Retype exactly the lines of the listing below from the one with "Query: stem" through the last, both included, and leave every picture out.
[[ DATASET RECORDS, beginning ]]
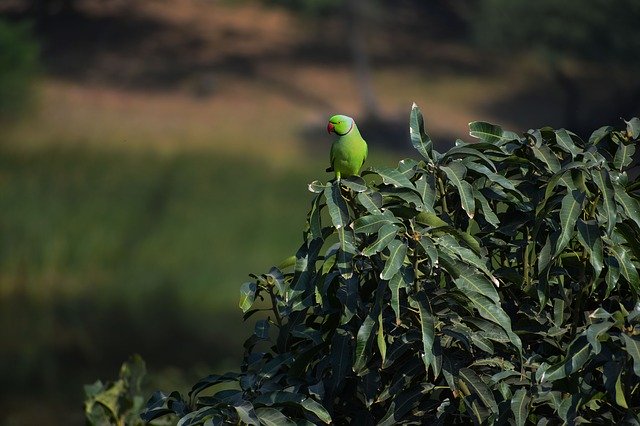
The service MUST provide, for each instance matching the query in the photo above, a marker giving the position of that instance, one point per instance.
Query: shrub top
(495, 281)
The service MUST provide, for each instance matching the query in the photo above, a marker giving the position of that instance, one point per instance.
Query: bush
(497, 282)
(19, 66)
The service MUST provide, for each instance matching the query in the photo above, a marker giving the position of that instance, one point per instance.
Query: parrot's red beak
(330, 128)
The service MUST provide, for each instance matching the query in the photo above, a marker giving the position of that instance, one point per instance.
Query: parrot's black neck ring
(342, 134)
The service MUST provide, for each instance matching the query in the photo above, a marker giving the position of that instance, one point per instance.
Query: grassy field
(105, 252)
(168, 161)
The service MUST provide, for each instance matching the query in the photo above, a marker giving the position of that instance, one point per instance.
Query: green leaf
(338, 209)
(589, 237)
(429, 249)
(273, 417)
(430, 219)
(569, 212)
(341, 358)
(520, 406)
(468, 153)
(397, 253)
(313, 220)
(633, 127)
(578, 354)
(316, 408)
(363, 345)
(630, 205)
(479, 284)
(488, 213)
(386, 234)
(393, 177)
(624, 155)
(599, 134)
(317, 187)
(246, 413)
(593, 333)
(427, 189)
(490, 133)
(544, 154)
(455, 172)
(632, 346)
(382, 342)
(400, 280)
(427, 327)
(602, 180)
(247, 295)
(373, 222)
(371, 201)
(355, 183)
(563, 138)
(419, 137)
(627, 268)
(493, 177)
(480, 388)
(494, 313)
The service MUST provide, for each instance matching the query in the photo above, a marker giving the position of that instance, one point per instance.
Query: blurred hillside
(168, 155)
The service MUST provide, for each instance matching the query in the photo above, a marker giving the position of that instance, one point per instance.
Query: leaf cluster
(494, 283)
(119, 402)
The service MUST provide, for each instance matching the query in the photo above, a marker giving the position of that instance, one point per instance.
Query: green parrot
(349, 151)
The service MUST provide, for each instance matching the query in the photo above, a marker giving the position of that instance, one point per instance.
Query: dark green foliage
(119, 402)
(497, 282)
(18, 67)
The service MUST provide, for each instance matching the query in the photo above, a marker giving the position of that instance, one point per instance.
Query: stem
(526, 266)
(274, 308)
(633, 186)
(443, 196)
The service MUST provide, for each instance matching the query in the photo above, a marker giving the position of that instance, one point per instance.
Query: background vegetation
(164, 132)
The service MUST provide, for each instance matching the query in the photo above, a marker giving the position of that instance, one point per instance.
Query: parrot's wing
(332, 156)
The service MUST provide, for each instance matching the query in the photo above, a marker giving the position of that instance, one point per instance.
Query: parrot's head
(340, 125)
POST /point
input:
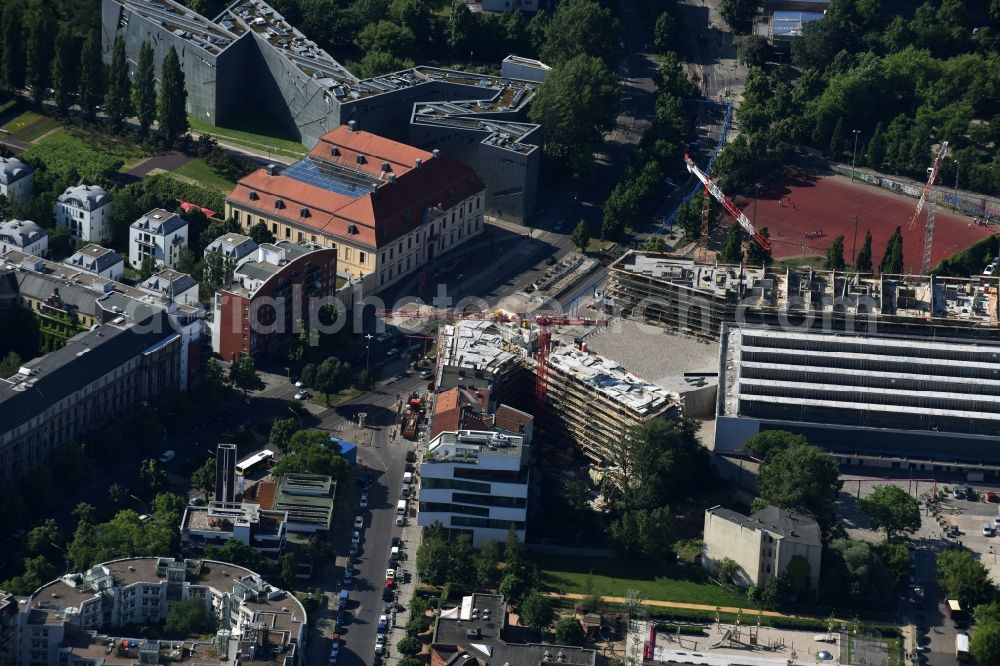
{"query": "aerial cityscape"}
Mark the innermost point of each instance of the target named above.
(499, 332)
[[ DATASET RECORDS, end ]]
§ **WRITTEN SOLUTION**:
Query: stem
(526, 266)
(274, 308)
(633, 186)
(443, 196)
The service MUST provide, for each instance matching the query in the photo above, a marker giving the position of that instance, one point per instance.
Query: background vegetation
(164, 132)
The service MUST provide, for each instance matching the query in the photo above, a marker giving the position of that instance, one point per instance.
Query: parrot's wing
(332, 156)
The service MUST provide, for each instance matching the query in the photo above, a marker giving the position of that instance, one point per instance.
Query: parrot's head
(340, 125)
POST /point
input:
{"query": "aerial cityscape"}
Mark the innermost point of each instance of the target named above.
(499, 332)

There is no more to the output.